Point localization data
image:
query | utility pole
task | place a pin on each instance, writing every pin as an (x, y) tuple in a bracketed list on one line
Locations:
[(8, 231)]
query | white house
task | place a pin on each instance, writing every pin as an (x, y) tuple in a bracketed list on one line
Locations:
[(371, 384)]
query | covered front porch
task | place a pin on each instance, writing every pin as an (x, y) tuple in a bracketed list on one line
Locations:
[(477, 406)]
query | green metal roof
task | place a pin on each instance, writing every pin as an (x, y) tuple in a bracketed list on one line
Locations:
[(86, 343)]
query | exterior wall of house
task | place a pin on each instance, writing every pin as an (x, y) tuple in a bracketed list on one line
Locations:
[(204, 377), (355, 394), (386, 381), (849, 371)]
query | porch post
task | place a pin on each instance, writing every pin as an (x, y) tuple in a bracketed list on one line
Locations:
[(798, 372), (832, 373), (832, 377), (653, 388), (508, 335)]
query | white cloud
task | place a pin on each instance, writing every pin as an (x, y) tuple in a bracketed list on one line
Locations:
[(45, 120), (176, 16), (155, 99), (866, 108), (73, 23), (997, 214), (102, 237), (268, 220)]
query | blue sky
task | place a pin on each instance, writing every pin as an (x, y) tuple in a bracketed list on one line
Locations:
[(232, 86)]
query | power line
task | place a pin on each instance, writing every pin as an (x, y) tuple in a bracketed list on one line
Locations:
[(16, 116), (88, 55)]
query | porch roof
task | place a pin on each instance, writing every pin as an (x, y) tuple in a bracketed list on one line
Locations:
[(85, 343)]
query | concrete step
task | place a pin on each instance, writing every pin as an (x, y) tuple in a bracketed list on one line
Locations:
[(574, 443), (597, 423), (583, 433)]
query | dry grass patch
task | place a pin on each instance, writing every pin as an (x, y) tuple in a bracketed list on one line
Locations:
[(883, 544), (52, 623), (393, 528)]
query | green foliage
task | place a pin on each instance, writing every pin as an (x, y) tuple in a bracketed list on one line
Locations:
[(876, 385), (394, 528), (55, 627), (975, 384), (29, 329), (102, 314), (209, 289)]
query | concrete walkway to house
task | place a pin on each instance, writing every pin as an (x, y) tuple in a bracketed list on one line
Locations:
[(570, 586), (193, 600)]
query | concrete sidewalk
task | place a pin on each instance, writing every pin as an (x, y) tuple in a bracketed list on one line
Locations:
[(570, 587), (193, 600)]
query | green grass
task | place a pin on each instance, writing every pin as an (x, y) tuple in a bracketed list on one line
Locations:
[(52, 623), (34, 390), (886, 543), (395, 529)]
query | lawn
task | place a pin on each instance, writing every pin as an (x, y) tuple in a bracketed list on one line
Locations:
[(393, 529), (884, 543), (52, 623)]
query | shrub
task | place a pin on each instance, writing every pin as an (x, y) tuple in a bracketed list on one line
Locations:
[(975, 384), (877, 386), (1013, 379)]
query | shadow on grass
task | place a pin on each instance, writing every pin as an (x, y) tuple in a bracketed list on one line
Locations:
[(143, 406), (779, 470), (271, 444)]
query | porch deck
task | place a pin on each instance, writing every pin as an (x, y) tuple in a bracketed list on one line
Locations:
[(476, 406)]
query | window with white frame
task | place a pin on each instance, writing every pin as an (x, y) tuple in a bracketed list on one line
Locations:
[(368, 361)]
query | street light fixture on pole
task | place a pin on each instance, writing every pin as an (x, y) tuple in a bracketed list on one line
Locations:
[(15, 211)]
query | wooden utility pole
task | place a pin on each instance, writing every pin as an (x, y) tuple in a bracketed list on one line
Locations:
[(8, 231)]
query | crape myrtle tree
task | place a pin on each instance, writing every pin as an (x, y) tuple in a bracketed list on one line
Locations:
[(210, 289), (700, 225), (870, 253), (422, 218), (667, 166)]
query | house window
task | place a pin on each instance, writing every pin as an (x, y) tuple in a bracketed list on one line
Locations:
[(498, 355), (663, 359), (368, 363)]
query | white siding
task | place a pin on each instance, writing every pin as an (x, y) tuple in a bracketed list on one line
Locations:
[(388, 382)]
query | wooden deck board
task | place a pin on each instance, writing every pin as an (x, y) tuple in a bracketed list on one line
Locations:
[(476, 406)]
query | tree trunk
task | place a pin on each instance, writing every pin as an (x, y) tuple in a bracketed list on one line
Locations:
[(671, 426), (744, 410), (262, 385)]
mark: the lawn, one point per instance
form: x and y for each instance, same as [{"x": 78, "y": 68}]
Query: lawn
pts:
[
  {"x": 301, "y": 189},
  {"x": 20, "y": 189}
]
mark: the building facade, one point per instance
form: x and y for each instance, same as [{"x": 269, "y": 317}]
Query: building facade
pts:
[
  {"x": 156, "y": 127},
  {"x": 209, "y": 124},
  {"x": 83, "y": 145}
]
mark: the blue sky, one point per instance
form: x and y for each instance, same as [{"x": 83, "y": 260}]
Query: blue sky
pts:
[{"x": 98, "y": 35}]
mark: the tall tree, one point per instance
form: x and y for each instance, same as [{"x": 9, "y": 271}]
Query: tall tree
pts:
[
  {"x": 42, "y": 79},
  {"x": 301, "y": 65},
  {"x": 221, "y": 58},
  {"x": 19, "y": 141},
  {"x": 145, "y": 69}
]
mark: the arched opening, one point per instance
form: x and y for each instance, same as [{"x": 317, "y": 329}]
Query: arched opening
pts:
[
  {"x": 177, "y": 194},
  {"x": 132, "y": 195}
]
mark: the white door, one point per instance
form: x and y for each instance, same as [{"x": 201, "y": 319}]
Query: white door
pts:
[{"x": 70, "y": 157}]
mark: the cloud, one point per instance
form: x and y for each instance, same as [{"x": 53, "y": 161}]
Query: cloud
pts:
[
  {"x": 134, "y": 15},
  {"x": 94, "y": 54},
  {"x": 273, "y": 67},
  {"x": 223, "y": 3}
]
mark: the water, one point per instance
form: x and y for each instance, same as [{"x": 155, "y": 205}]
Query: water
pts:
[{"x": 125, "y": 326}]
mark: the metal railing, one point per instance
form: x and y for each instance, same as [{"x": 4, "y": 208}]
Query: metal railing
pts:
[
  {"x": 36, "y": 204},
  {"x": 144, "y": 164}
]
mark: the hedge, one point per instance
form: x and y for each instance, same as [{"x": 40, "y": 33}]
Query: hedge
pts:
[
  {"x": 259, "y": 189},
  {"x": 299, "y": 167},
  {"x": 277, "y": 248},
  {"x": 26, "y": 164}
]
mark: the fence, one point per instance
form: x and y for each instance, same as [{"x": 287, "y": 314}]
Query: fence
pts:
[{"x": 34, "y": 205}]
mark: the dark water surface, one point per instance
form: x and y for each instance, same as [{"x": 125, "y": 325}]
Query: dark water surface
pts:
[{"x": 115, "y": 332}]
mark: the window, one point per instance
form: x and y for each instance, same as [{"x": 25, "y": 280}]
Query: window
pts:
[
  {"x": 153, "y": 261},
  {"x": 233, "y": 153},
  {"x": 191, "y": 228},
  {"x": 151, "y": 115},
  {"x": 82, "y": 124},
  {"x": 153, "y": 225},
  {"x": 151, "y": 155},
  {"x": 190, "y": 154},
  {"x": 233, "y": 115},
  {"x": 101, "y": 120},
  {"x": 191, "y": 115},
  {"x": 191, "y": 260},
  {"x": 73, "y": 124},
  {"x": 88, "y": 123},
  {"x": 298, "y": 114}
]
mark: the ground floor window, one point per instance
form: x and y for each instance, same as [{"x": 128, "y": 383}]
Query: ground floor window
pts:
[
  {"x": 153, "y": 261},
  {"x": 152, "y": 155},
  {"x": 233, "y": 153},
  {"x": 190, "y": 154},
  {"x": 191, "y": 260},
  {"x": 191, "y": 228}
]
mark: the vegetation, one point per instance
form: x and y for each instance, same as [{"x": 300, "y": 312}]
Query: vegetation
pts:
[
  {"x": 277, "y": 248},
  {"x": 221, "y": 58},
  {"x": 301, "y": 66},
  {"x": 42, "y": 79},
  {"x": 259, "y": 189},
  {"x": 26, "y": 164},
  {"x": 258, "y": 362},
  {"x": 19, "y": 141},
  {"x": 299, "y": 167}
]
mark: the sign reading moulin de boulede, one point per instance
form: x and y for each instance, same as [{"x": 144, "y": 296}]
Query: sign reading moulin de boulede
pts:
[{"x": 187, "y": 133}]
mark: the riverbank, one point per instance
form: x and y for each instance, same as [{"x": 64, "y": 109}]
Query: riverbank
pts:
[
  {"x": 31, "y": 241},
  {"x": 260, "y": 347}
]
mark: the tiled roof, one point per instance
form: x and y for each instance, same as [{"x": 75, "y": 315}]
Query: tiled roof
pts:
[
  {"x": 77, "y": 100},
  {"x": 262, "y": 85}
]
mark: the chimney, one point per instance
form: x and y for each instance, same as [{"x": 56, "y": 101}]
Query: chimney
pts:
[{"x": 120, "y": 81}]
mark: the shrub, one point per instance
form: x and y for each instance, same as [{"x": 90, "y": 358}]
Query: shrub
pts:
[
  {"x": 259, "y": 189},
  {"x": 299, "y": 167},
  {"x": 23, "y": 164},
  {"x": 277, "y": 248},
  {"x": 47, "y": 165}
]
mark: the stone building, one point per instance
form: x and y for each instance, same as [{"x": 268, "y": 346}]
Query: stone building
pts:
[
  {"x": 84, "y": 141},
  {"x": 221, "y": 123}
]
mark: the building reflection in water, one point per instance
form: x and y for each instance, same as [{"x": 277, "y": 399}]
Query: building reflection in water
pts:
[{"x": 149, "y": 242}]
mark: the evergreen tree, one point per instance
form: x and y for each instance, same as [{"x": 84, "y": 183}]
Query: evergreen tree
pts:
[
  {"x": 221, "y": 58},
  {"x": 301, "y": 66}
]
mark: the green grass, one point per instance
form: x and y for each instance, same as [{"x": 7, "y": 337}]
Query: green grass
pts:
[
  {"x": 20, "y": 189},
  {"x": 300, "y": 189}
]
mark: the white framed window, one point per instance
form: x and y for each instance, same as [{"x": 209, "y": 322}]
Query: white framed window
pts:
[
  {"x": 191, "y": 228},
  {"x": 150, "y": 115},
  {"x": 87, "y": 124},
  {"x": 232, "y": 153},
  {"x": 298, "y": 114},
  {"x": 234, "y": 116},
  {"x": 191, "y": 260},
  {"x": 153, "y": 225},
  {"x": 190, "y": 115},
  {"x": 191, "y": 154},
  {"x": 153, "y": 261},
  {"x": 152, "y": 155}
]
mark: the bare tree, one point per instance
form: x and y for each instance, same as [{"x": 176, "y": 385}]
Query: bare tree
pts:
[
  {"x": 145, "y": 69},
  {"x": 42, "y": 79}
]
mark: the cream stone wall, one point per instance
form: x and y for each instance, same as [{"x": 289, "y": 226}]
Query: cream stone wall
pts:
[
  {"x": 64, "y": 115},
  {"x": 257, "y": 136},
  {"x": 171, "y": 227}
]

__WHAT THE TASK REQUIRES__.
Among the lines of the records, copy out each one that contains the word "railing".

__RESPONSE TO THE TASK__.
mark: the metal railing, one point per instance
Query: metal railing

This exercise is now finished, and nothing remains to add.